## Activity
Filter this material down to the lines that hold "glass", copying each one.

## Data supplied

▼

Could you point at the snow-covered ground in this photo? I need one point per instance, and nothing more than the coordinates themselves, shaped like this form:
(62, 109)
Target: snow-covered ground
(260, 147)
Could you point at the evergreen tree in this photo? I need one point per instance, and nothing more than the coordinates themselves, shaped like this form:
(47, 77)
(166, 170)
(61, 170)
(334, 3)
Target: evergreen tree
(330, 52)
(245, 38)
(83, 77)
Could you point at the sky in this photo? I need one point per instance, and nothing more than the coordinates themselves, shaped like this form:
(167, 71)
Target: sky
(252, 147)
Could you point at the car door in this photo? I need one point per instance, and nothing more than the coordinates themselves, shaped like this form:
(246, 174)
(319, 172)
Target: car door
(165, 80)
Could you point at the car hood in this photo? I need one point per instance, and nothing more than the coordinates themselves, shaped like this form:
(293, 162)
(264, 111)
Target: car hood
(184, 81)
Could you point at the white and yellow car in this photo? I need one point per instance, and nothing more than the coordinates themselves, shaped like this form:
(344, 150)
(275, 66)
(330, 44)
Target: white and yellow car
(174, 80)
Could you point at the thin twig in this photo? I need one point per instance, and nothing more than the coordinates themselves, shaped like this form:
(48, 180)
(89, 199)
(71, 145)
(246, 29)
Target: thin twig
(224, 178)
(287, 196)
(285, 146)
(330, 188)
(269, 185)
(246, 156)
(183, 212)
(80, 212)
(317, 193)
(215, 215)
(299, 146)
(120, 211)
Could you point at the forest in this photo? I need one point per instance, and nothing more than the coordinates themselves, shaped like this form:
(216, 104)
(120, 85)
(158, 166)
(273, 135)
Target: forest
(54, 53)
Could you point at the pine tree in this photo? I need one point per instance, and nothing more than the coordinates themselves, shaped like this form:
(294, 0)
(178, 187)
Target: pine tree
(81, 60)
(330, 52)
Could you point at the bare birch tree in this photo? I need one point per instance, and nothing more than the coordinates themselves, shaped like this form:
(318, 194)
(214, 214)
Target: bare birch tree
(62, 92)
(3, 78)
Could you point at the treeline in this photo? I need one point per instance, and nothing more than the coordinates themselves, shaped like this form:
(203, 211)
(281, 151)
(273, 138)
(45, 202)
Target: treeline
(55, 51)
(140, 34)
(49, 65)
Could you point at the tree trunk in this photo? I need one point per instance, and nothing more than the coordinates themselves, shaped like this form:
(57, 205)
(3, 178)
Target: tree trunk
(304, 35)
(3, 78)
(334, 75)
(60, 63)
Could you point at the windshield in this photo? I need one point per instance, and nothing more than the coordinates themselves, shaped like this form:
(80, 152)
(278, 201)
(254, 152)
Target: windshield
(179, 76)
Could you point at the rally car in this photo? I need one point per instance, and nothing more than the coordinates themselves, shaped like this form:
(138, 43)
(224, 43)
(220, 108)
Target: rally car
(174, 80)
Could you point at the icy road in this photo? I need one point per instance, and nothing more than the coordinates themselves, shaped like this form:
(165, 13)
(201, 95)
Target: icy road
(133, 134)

▲
▼

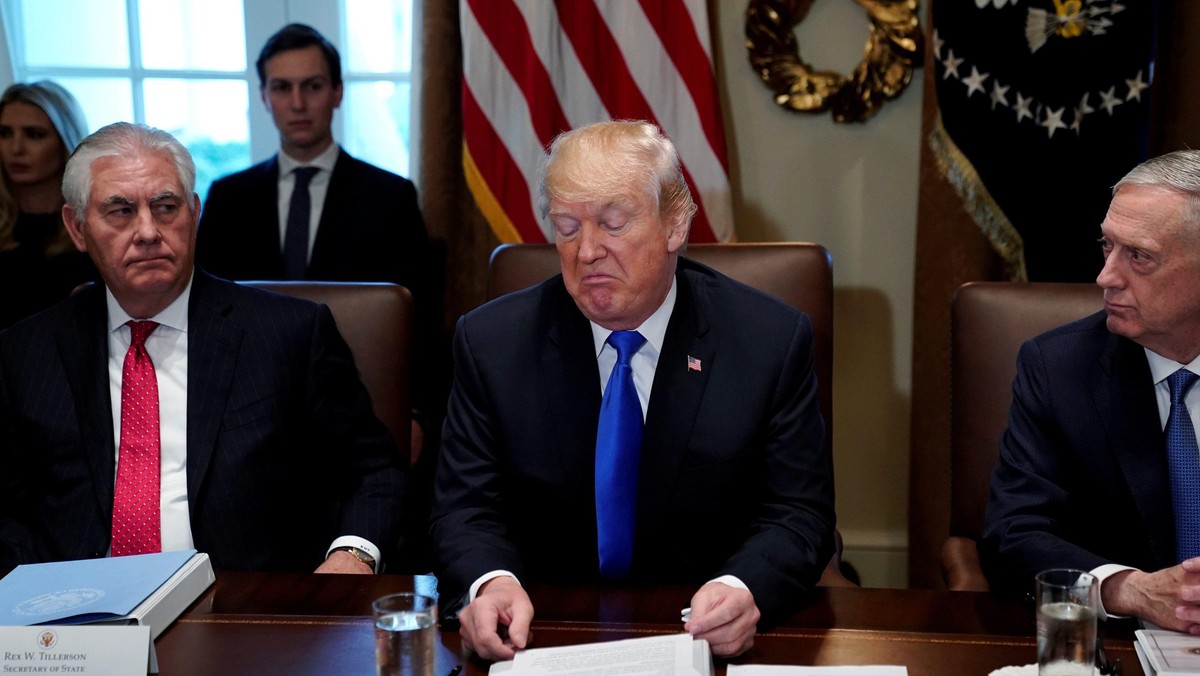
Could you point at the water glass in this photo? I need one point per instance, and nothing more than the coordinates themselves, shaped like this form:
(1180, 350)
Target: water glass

▲

## Output for this exercise
Could you point at the water glass in this photo? I need one point per instance, and nothing more than the coordinates themselves, shaped like this form:
Target: water glass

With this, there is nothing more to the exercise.